EXERCISE INSTRUCTIONS
Every entry in the data is to be written out exactly; no picture belongs in the copy.

Start of DATA PROVIDED

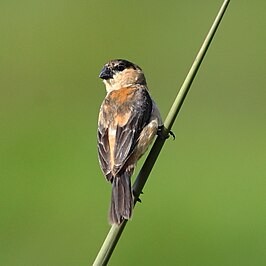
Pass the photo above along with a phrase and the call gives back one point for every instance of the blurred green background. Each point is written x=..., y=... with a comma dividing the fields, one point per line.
x=204, y=203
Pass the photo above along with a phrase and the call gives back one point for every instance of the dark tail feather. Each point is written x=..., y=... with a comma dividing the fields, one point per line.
x=122, y=199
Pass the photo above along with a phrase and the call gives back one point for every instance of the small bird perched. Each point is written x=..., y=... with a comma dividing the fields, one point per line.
x=128, y=121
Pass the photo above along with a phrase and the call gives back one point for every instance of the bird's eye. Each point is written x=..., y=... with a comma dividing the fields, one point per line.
x=120, y=67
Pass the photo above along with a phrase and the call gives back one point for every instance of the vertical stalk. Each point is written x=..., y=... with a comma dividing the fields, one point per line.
x=116, y=231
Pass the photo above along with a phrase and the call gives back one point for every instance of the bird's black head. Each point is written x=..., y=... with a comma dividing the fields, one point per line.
x=116, y=66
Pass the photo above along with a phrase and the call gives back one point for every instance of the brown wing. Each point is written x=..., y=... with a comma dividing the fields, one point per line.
x=124, y=113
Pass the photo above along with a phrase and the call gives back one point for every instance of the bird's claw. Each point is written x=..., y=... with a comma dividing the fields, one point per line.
x=161, y=133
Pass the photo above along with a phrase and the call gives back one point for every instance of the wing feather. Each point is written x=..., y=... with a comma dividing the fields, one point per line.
x=135, y=112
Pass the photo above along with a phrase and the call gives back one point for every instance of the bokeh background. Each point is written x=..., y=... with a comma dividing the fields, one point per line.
x=204, y=203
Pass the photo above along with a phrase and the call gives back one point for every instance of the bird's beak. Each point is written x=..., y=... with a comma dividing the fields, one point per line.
x=106, y=73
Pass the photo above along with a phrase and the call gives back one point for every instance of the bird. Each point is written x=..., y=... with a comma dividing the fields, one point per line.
x=128, y=122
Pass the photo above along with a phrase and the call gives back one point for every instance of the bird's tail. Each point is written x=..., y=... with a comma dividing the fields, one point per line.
x=121, y=200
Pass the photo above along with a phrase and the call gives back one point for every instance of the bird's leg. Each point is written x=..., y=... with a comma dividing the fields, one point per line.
x=161, y=133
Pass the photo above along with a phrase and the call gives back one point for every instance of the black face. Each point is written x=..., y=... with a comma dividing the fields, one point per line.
x=115, y=66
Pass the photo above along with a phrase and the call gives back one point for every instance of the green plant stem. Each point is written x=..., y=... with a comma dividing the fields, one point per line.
x=116, y=231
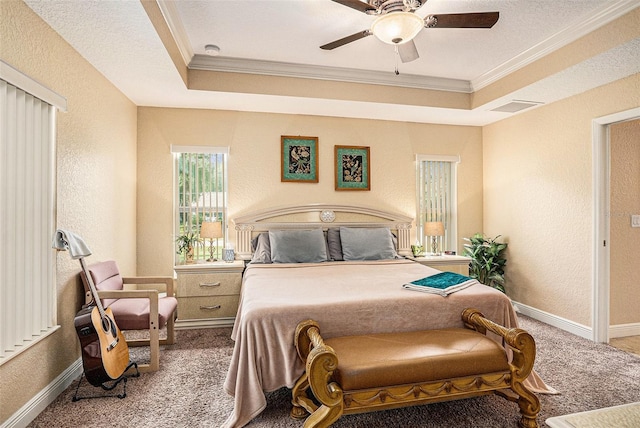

End of DATA PROVIDED

RESPONSE
Pass the photo above along with a phrase and the call gives back one point for every instance of the blurred green background. Each point is written x=..., y=... with a comma dividing the fields, one point per line.
x=204, y=203
Pass the photo above along with a phrase and the call gives back one point for every instance of the dark tail feather. Each point is written x=..., y=... with a comma dividing the fields, one point per line.
x=122, y=199
Pass the photo above along with a phrase and the call gives back one point for every instance of the small bird perched. Each point is written x=..., y=... with a comma dividing the fields, one point per line.
x=128, y=121
Pass the photo above along with a phrase and the call gives back one point for every instance of the bird's eye. Each point is written x=..., y=... with a comma dividing the fields, one point per line.
x=120, y=67
Pass the photo above along with a phrase and the call gives back one point for every instance of the vertical stalk. Each point is written x=..., y=... with a comma dividing the fields, one point per line.
x=116, y=231
Pass the photo above along with a phrase and the call gives back one point for every instance of the bird's black head. Each point is written x=..., y=... with a comma dividing the fields, one point per line.
x=116, y=66
Pass the photo above along with a phrase and the call gives back one point for every instance of the brown wing. Each point is written x=..., y=... with a comma dividing the fields, one point per line.
x=124, y=113
Pass the photo above along with a phrase and the call gives back one point for every instance of the bird's claw. Each point is written x=..., y=... with a comma dividing the fields, one point per line.
x=161, y=133
Pass the photo above along with a phrase and the call gives back one point for every instance of the wing feather. Each point is written x=..., y=... with a comma dividing the fields, one point per line.
x=135, y=112
Pass the photo above along with a phrase and the call gives back one point for every instance of the bokeh background. Each point is written x=..., y=... with a comma dividing the fields, one point per line.
x=204, y=203
Pass the photo above along with a phrase and the call gives back one point for every instance of the bird's beak. Each point is written x=..., y=... with a comma dividing the fields, one point per line.
x=106, y=73
Pass the photo above along with a phrase and the call gives back one point for every instance of the bird. Each point is written x=..., y=... with a comma dividing the fields, one point per line.
x=128, y=122
Pass the photo above along with a phrase and the call gives back one point for every instance of the bird's tail. Each point is written x=..., y=... with a comma dividing the fields, one point per line.
x=121, y=200
Pass the photo above along with a phrase and the call gives back one point for every instance of the bird's leg. Each point is written x=..., y=... with a comma dividing the fields, one point per line.
x=161, y=133
Pass the photo above along with a phrase and the call gives back one point for every instance of the black face. Each point is written x=..., y=... with a comma dividing the fields, one point per line.
x=115, y=66
Pass the photo above along with a phrase and the call gives back one point for every instance of the green plant stem. Each point is written x=..., y=... with a comma dividing the fields, one point per line.
x=116, y=231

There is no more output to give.